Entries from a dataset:
-- begin --

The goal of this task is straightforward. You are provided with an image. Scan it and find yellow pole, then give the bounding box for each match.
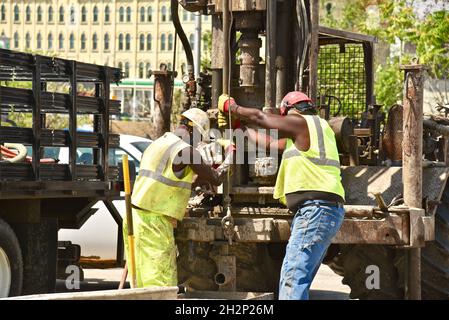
[122,154,137,288]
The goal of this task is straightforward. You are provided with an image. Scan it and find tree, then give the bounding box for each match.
[321,0,449,106]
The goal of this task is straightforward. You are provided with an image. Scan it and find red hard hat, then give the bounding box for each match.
[281,91,312,107]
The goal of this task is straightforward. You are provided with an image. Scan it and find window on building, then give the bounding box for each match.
[147,34,153,51]
[81,6,87,23]
[139,34,145,51]
[70,7,76,25]
[118,34,124,51]
[37,6,42,22]
[25,32,31,49]
[36,33,42,50]
[161,6,167,22]
[58,33,64,50]
[93,6,98,23]
[14,5,20,22]
[104,6,111,22]
[118,7,125,22]
[25,6,31,22]
[161,34,166,51]
[14,31,19,48]
[126,34,131,51]
[59,6,64,23]
[189,33,195,48]
[69,33,75,50]
[92,33,98,51]
[139,62,145,79]
[1,4,6,21]
[145,62,151,79]
[126,7,131,22]
[48,6,53,22]
[168,33,173,51]
[125,62,129,78]
[147,7,153,22]
[47,32,53,50]
[104,33,109,51]
[81,33,86,51]
[140,7,146,22]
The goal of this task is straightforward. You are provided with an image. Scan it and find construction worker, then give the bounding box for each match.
[219,91,345,300]
[123,108,232,288]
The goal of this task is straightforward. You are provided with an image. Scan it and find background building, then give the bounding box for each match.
[0,0,211,79]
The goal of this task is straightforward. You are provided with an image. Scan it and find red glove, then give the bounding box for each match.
[279,106,288,117]
[218,94,236,113]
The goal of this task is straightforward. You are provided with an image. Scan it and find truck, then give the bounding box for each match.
[157,0,449,299]
[0,49,123,297]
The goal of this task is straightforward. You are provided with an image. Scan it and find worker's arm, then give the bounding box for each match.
[230,104,307,138]
[173,147,233,186]
[245,128,287,152]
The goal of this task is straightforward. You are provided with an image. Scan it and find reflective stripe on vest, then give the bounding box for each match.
[273,115,345,204]
[282,117,340,168]
[139,141,192,189]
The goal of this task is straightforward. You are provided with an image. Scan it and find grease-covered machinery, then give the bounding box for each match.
[172,0,449,298]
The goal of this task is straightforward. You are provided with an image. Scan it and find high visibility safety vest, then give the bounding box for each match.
[131,132,194,221]
[273,115,345,204]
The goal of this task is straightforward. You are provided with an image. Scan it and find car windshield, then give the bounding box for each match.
[131,141,151,153]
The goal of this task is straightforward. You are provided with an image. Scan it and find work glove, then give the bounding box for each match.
[218,94,236,114]
[217,139,237,154]
[196,142,223,166]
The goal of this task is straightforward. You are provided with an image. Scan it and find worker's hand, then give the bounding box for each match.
[218,94,236,114]
[217,139,237,154]
[196,142,223,166]
[218,111,240,129]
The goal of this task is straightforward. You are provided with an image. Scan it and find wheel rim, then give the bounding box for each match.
[0,248,11,298]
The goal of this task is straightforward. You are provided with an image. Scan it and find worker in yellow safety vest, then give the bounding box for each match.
[219,91,345,300]
[123,108,233,288]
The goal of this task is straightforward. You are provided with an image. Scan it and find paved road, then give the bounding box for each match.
[57,265,350,300]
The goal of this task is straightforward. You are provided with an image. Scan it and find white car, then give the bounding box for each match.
[53,135,152,260]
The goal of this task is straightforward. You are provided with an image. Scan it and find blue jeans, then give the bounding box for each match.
[279,200,344,300]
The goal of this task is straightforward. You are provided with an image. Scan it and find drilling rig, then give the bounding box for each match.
[164,0,449,299]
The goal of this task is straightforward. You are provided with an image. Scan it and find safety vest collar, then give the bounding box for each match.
[139,135,192,189]
[139,169,192,189]
[282,116,340,168]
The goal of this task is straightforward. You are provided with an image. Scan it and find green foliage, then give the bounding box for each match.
[321,0,449,106]
[374,58,404,106]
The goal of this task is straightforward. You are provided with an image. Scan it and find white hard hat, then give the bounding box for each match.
[182,108,210,141]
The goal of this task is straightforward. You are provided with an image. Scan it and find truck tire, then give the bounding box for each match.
[177,241,285,293]
[0,219,23,298]
[328,184,449,300]
[12,217,58,295]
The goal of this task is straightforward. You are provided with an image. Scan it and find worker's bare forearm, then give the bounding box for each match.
[245,128,286,151]
[231,105,305,138]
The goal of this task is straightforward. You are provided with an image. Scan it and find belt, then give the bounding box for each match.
[298,200,344,209]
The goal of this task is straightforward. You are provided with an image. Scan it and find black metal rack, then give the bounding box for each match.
[0,49,121,182]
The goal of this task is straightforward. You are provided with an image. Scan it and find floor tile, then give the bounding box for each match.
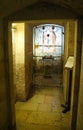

-- end --

To do: Put the lines from the one containing "find worker in" up to and including the one containing "[231,105,305,138]" into a JSON list of strings, one string per line, leaving out any blank lines.

Complete output:
[
  "The goal of this task is straightforward. You are provided with an image. Scan it and find worker in yellow safety vest, then give the bounding box for each match.",
  "[219,91,345,300]",
  "[123,108,233,288]",
  "The goal of this task is straightforward. You are provided with an image. Scan it and find paved road, then give the bounding box for each match.",
  "[57,265,350,300]",
  "The goal of this task is straightforward. You are provided with an image. Scan it and find white car, then give the bounding box for each match.",
  "[53,135,152,260]",
  "The goal of this task is straightforward. You are provided with an image. Scan it and find blue jeans, then give the bounding box for each match.",
  "[279,200,344,300]",
  "The goal of this task is straightforward. You are provided with an image. Scan it and find drilling rig, then give the bounding box for each match.",
  "[164,0,449,299]",
  "The goal of this task is straightforward. You are provided with an image. Scan it and find safety vest collar, then give the bounding box for each match.",
  "[139,135,192,189]",
  "[139,169,192,189]",
  "[282,116,340,168]",
  "The goal of this task is straightforward. You are provided with an image. Scan it and find green foliage, then give the bounding box for each match.",
  "[321,0,449,106]",
  "[374,58,404,106]",
  "The goal of this task is straightforward. You are provided with an image. Scan it and find white hard hat, then give the bounding box for each match.",
  "[182,108,210,141]",
  "The goal of this task is straightforward. You are provided with an image. Scan it and find truck tire, then give the bounding box for each match.",
  "[177,241,285,293]",
  "[0,219,23,298]",
  "[328,184,449,300]",
  "[12,217,58,295]",
  "The goal of this task is straightforward. You are provided with an image. Scan it and find worker's bare forearm, then give the bounding box for each match.",
  "[245,128,286,151]",
  "[231,105,305,138]"
]